Required task: Could you copy out the records, starting at the line that contains "of the portrait" and stopping after the line that contains "(1077, 323)", with "fence" swapped for "wall" and everything else left as it is?

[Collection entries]
———

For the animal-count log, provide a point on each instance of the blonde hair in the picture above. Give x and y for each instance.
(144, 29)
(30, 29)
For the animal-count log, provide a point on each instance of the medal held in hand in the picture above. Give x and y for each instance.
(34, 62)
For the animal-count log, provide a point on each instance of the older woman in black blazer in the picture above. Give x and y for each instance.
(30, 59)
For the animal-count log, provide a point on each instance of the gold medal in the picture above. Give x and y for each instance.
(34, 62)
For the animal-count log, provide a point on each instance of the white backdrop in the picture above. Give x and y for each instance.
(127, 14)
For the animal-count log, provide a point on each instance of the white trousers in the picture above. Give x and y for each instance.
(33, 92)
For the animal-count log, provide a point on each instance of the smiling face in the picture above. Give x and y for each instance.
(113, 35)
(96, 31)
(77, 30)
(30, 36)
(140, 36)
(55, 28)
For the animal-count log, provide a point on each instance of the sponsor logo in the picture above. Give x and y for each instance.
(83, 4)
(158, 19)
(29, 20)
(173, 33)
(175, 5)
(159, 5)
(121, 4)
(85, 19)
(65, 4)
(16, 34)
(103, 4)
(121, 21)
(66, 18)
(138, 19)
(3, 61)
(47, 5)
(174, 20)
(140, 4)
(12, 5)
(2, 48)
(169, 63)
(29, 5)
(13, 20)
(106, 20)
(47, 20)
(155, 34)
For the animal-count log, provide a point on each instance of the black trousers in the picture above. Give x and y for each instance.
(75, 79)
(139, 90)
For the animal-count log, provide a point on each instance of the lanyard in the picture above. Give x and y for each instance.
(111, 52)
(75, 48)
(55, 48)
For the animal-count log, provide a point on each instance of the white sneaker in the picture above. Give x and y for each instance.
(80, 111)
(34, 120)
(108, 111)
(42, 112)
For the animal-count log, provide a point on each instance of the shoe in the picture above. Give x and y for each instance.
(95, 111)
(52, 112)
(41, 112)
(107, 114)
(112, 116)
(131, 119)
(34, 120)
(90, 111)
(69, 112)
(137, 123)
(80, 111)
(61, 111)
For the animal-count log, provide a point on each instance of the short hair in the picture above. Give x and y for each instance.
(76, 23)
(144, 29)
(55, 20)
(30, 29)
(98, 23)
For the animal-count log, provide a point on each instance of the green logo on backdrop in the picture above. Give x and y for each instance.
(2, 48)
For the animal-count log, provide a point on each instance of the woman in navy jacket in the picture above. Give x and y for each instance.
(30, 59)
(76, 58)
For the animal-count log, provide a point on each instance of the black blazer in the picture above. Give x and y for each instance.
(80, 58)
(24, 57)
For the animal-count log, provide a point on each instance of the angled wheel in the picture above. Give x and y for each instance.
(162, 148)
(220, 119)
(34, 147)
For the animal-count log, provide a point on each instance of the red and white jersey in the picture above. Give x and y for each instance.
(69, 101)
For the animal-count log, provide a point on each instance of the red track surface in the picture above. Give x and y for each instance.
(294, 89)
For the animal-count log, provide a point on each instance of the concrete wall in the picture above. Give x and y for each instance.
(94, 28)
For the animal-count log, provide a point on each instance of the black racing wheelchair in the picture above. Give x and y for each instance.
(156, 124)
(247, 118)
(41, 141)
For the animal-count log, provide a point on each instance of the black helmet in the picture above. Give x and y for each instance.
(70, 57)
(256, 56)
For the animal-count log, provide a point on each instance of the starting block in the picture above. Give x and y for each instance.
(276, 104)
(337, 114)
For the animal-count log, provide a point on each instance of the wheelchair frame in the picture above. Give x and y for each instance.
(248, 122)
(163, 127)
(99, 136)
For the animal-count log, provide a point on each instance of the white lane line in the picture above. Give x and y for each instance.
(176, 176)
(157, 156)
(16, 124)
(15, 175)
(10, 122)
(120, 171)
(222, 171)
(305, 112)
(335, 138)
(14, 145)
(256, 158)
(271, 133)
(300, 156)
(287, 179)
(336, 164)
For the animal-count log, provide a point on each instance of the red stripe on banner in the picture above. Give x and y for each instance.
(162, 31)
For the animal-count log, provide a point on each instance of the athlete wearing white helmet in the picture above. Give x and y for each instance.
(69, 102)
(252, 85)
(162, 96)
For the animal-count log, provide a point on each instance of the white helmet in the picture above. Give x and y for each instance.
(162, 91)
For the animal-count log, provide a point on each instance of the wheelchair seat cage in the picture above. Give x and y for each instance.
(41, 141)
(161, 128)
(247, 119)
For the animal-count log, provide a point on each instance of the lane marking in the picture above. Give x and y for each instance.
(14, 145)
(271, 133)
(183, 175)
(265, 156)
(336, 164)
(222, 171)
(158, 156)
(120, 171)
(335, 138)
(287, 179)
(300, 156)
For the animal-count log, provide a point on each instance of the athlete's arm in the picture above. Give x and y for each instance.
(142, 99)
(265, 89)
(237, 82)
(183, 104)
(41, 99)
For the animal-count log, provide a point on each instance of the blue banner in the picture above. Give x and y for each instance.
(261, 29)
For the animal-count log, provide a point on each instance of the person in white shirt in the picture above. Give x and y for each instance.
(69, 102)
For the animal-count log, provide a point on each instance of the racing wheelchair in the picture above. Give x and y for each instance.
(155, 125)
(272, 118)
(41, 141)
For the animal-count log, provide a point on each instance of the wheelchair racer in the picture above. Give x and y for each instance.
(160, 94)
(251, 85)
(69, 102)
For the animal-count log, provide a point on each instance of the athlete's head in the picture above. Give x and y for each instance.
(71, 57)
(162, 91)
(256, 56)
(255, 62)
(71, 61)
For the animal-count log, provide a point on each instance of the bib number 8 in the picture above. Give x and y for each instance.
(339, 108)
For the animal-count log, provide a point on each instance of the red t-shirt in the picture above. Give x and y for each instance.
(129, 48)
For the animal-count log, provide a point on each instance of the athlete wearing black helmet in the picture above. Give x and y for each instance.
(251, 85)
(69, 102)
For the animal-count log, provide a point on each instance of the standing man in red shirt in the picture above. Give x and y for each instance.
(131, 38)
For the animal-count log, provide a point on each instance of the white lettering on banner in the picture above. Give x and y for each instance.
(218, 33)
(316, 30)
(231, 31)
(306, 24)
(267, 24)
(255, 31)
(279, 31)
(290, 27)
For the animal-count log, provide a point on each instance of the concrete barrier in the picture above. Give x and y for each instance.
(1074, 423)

———

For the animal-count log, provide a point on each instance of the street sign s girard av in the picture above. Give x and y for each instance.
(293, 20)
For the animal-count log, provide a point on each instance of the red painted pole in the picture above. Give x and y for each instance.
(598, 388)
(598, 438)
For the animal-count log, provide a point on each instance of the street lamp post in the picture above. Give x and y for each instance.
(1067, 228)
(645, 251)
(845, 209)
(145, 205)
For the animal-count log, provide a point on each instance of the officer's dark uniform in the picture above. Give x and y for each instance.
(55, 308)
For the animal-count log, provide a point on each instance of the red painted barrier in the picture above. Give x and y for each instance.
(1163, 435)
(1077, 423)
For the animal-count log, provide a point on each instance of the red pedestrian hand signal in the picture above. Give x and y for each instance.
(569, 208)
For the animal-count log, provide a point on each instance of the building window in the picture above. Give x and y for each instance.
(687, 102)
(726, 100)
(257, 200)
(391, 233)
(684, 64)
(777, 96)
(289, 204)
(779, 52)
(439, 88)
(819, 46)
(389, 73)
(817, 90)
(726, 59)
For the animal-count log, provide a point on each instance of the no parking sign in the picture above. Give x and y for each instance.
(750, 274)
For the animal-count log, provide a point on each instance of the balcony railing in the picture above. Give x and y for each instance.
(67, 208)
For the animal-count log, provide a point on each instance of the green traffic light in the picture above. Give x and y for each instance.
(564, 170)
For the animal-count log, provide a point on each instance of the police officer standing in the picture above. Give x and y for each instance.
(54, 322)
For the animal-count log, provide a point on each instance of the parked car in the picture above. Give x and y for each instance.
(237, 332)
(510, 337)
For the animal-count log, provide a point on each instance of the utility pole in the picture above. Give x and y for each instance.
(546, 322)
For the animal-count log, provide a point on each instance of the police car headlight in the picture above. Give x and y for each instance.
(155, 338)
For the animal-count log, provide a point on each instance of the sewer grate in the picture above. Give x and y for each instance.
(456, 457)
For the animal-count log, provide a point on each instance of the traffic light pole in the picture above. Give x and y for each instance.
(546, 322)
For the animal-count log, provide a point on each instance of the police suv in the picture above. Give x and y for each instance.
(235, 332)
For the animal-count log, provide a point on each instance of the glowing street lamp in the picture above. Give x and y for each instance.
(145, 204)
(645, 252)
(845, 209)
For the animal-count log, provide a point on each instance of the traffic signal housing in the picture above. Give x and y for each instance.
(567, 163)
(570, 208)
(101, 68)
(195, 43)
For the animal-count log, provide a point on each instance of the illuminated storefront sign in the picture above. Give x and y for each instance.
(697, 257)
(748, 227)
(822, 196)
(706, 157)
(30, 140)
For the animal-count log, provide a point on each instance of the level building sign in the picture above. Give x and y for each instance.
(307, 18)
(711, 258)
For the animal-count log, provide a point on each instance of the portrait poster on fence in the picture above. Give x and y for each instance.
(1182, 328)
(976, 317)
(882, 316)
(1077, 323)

———

Final result:
For the animal-count log, provide a point on each instance of the portrait poster on wall in the picture above. Give x and y for each instance.
(1182, 328)
(976, 317)
(882, 316)
(1077, 323)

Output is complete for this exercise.